* BRANO DI RIFERIMENTO *
▽

Giancarlo De Cataldo breve biografia e contenuti dei suoi libri
Giancarlo De Cataldo, nato a Taranto nel 1956, vive a Roma dove è giudice presso la
Corte d'Assise.
Romanziere, saggista, traduttore, autore di testi per il teatro, la radio e la tv, collabora con La Gazzetta del Mezzogiorno, Il
Messaggero, Il Nuovo, Paese sera e Hot!.
E' tra gli autori della sceneggiatura per la fiction TV "Paolo Borsellino".
Dal suo primo libro "Nero come il cuore" pubblicato nel 1989, un poliziesco ambientato a Roma, è stato tratto un film con lo
stesso titolo diretto da Maurizio Ponzi e interpretato da Giancarlo Giannini nel 1991.

△

* DATI ARCHIVIATI *
▽

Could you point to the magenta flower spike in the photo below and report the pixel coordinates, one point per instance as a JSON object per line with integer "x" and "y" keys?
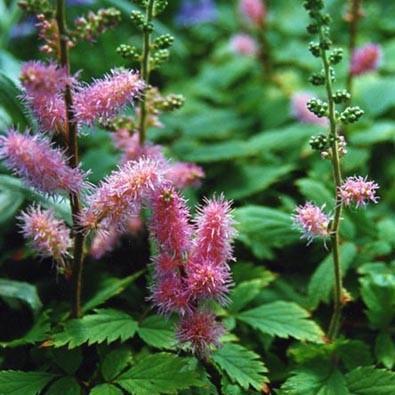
{"x": 39, "y": 164}
{"x": 120, "y": 195}
{"x": 170, "y": 222}
{"x": 48, "y": 236}
{"x": 365, "y": 59}
{"x": 244, "y": 44}
{"x": 358, "y": 190}
{"x": 311, "y": 221}
{"x": 300, "y": 111}
{"x": 254, "y": 11}
{"x": 105, "y": 97}
{"x": 200, "y": 330}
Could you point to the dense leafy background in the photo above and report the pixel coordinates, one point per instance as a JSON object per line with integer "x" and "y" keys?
{"x": 238, "y": 126}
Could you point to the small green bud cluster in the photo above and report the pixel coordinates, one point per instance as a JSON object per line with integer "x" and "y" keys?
{"x": 90, "y": 27}
{"x": 317, "y": 107}
{"x": 351, "y": 115}
{"x": 341, "y": 96}
{"x": 170, "y": 103}
{"x": 129, "y": 52}
{"x": 163, "y": 42}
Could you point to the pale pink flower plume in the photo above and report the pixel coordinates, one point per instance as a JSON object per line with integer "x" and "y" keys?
{"x": 170, "y": 295}
{"x": 39, "y": 164}
{"x": 170, "y": 225}
{"x": 244, "y": 44}
{"x": 104, "y": 242}
{"x": 254, "y": 11}
{"x": 200, "y": 330}
{"x": 300, "y": 111}
{"x": 48, "y": 236}
{"x": 183, "y": 175}
{"x": 358, "y": 190}
{"x": 105, "y": 97}
{"x": 214, "y": 233}
{"x": 120, "y": 196}
{"x": 311, "y": 221}
{"x": 365, "y": 59}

△

* ELENCO DEI COMPITI *
• A. Secondo la biografia di De Cataldo, chi ha diretto il film tratto da "Nero come il cuore"?
• B. Trascrivi fedelmente dalla biografia di De Cataldo il passo che comincia con "Dal suo primo" e prosegue fino a "Giannini nel 1991.".
Le righe non servono per svolgere i compiti.

* RISPOSTE AI COMPITI *
• A. Maurizio Ponzi.

• B.
Dal suo primo libro "Nero come il cuore" pubblicato nel 1989, un poliziesco ambientato a Roma, è stato tratto un film con lo
stesso titolo diretto da Maurizio Ponzi e interpretato da Giancarlo Giannini nel 1991.